The complete set of records below must be repeated precisely as given.

*** Opening Data ***

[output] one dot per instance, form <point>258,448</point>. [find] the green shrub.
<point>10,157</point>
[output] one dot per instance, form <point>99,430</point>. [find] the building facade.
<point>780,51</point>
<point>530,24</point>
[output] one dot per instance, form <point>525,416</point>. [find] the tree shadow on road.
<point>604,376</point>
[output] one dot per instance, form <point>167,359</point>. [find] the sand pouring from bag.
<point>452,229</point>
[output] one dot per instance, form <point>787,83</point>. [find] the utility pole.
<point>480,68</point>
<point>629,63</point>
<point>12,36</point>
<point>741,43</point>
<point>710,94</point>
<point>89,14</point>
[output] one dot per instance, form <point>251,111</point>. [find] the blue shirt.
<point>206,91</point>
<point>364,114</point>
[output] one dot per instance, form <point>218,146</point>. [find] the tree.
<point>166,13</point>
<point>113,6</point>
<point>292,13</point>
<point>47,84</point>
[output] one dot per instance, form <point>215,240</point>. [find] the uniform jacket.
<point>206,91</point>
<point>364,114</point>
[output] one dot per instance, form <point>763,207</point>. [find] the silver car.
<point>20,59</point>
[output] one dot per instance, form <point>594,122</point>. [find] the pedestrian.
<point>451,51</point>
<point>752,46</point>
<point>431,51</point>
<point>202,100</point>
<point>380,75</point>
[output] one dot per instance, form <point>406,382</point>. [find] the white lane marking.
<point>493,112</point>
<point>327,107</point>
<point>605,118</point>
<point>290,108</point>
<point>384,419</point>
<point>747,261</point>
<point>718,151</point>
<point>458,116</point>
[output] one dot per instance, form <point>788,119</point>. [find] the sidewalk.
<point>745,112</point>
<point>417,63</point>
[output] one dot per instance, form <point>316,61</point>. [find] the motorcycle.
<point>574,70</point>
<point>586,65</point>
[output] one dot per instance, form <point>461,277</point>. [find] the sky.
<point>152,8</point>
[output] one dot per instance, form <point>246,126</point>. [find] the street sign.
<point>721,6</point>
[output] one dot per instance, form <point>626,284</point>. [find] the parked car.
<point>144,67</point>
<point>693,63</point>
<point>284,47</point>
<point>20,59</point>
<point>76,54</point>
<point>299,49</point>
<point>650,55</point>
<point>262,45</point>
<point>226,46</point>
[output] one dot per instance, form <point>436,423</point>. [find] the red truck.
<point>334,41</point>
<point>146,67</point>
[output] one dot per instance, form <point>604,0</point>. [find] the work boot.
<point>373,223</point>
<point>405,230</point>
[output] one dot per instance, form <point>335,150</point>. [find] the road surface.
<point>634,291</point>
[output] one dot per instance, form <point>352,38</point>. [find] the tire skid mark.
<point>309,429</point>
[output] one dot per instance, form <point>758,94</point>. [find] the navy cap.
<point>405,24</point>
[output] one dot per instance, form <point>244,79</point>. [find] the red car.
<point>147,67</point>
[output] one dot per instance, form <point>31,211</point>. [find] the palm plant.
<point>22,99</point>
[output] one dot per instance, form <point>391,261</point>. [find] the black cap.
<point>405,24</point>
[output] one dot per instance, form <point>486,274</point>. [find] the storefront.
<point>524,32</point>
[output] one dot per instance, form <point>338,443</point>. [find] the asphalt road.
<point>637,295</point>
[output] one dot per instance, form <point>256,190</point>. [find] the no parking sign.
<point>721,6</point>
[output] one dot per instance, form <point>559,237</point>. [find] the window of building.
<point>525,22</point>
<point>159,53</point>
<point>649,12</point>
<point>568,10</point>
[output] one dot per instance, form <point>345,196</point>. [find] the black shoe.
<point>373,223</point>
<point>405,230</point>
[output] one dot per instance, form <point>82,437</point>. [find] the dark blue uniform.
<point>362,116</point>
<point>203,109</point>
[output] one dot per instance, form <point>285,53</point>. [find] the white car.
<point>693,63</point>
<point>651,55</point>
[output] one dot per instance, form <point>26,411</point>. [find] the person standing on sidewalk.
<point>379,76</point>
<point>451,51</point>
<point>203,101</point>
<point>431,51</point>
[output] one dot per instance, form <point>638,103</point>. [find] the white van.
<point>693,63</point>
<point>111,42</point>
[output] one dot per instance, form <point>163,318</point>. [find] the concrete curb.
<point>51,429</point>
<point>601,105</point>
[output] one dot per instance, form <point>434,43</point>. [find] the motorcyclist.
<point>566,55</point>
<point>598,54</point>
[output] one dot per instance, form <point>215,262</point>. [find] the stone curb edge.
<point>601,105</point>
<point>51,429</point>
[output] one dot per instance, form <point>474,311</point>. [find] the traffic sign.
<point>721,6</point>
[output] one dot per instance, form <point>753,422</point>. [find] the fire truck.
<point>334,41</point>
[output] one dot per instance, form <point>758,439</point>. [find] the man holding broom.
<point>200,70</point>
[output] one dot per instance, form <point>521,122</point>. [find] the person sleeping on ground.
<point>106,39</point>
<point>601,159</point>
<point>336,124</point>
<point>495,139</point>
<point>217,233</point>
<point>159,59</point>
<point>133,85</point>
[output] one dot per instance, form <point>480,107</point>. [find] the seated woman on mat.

*** Closing Data ***

→ **Answer to this problem**
[output] one dot per instance, form <point>258,448</point>. [find] the green shrub.
<point>10,157</point>
[output] one dot per instance, form <point>99,430</point>. [find] the building facade.
<point>780,51</point>
<point>530,24</point>
[output] one dot per instance, form <point>525,416</point>. [find] the tree shadow on road.
<point>604,376</point>
[output] one dot per instance, form <point>167,359</point>. [find] the sand pouring from bag.
<point>452,229</point>
[output] one dot per instance, form <point>787,83</point>. [find] the utility pole.
<point>480,68</point>
<point>629,63</point>
<point>12,36</point>
<point>741,43</point>
<point>710,94</point>
<point>89,14</point>
[output] one dot per instance, form <point>251,111</point>. [find] the blue shirt.
<point>206,91</point>
<point>364,114</point>
[output] one dot per instance, form <point>218,146</point>. [find] the tree.
<point>166,13</point>
<point>113,6</point>
<point>292,13</point>
<point>47,84</point>
[output] one dot per instance, form <point>215,240</point>. [find] the uniform jacket.
<point>206,91</point>
<point>364,114</point>
[output] one dot per instance, form <point>763,207</point>. [find] the silver car.
<point>20,59</point>
[output] one dot per instance, form <point>594,122</point>. [find] the pedestrian.
<point>451,51</point>
<point>752,46</point>
<point>431,51</point>
<point>202,100</point>
<point>380,75</point>
[output] one dot per instance, form <point>406,382</point>. [find] the white lane marking.
<point>493,112</point>
<point>327,107</point>
<point>605,118</point>
<point>290,108</point>
<point>384,419</point>
<point>747,261</point>
<point>718,151</point>
<point>458,116</point>
[output] one dot per instance, form <point>788,119</point>. [find] the sidewalk.
<point>745,112</point>
<point>417,63</point>
[output] one dot per instance, form <point>316,61</point>. [find] the motorcycle.
<point>574,70</point>
<point>586,65</point>
[output] one dot per instance, form <point>461,277</point>. [find] the sky.
<point>152,8</point>
[output] one dot per instance, form <point>246,126</point>. [find] the street sign.
<point>721,6</point>
[output] one dot per instance, form <point>626,284</point>. [find] the parked car.
<point>144,67</point>
<point>693,63</point>
<point>284,47</point>
<point>20,59</point>
<point>76,54</point>
<point>299,49</point>
<point>650,55</point>
<point>262,45</point>
<point>226,46</point>
[output] one dot per instance, form <point>436,423</point>. [find] the red truck.
<point>334,41</point>
<point>146,67</point>
[output] one dot per instance, form <point>604,0</point>. [find] the work boot.
<point>373,223</point>
<point>405,230</point>
[output] one dot per instance, form <point>335,150</point>. [find] the road surface.
<point>634,291</point>
[output] one dot per instance, form <point>352,38</point>. [find] the tire skid mark.
<point>309,429</point>
[output] one dot per instance, form <point>758,94</point>. [find] the navy cap.
<point>405,24</point>
[output] one dot per instance, form <point>244,79</point>. [find] the red car.
<point>147,67</point>
[output] one dot per instance, form <point>31,211</point>. [find] the palm plant.
<point>22,99</point>
[output] one dot per instance, form <point>391,261</point>. [find] the black cap.
<point>405,24</point>
[output] one dot per instance, form <point>486,274</point>. [find] the storefront.
<point>524,32</point>
[output] one dot per instance, form <point>338,443</point>. [find] the asphalt road.
<point>637,295</point>
[output] one dot per instance, form <point>256,190</point>. [find] the no parking sign.
<point>721,6</point>
[output] one dot per instance, form <point>559,237</point>. [find] the window of building.
<point>525,22</point>
<point>159,53</point>
<point>649,12</point>
<point>568,10</point>
[output] one dot per instance, form <point>345,196</point>. [find] the black shoe.
<point>373,223</point>
<point>405,230</point>
[output] one dot per instance, form <point>82,437</point>. [find] the dark blue uniform.
<point>362,116</point>
<point>203,109</point>
[output] one dot per instance, form <point>285,53</point>. [find] the white car.
<point>693,63</point>
<point>651,55</point>
[output] one dot per instance, form <point>26,411</point>. [find] the person standing on sidewalk.
<point>379,76</point>
<point>451,51</point>
<point>203,101</point>
<point>431,51</point>
[output] one dot per instance, form <point>638,103</point>. [find] the white van.
<point>693,63</point>
<point>111,42</point>
[output] one dot per instance, form <point>163,318</point>. [find] the concrete curb.
<point>51,429</point>
<point>601,105</point>
[output] one dot per instance, form <point>434,43</point>. [find] the motorcyclist.
<point>566,55</point>
<point>598,54</point>
[output] one dot per instance, form <point>215,262</point>. [find] the stone curb edge.
<point>601,105</point>
<point>51,429</point>
[output] one dot per instance, form <point>474,311</point>. [find] the traffic sign.
<point>721,6</point>
[output] one dot per instance, form <point>753,422</point>. [find] the fire truck.
<point>334,41</point>
[output] one dot per instance, form <point>758,439</point>. [find] the man holding broom.
<point>200,70</point>
[output] one dot per instance, form <point>521,122</point>. [find] the person sleeping on ground.
<point>106,39</point>
<point>601,159</point>
<point>336,124</point>
<point>495,139</point>
<point>217,233</point>
<point>159,59</point>
<point>133,85</point>
[output] one dot per instance, form <point>480,107</point>. [find] the seated woman on mat.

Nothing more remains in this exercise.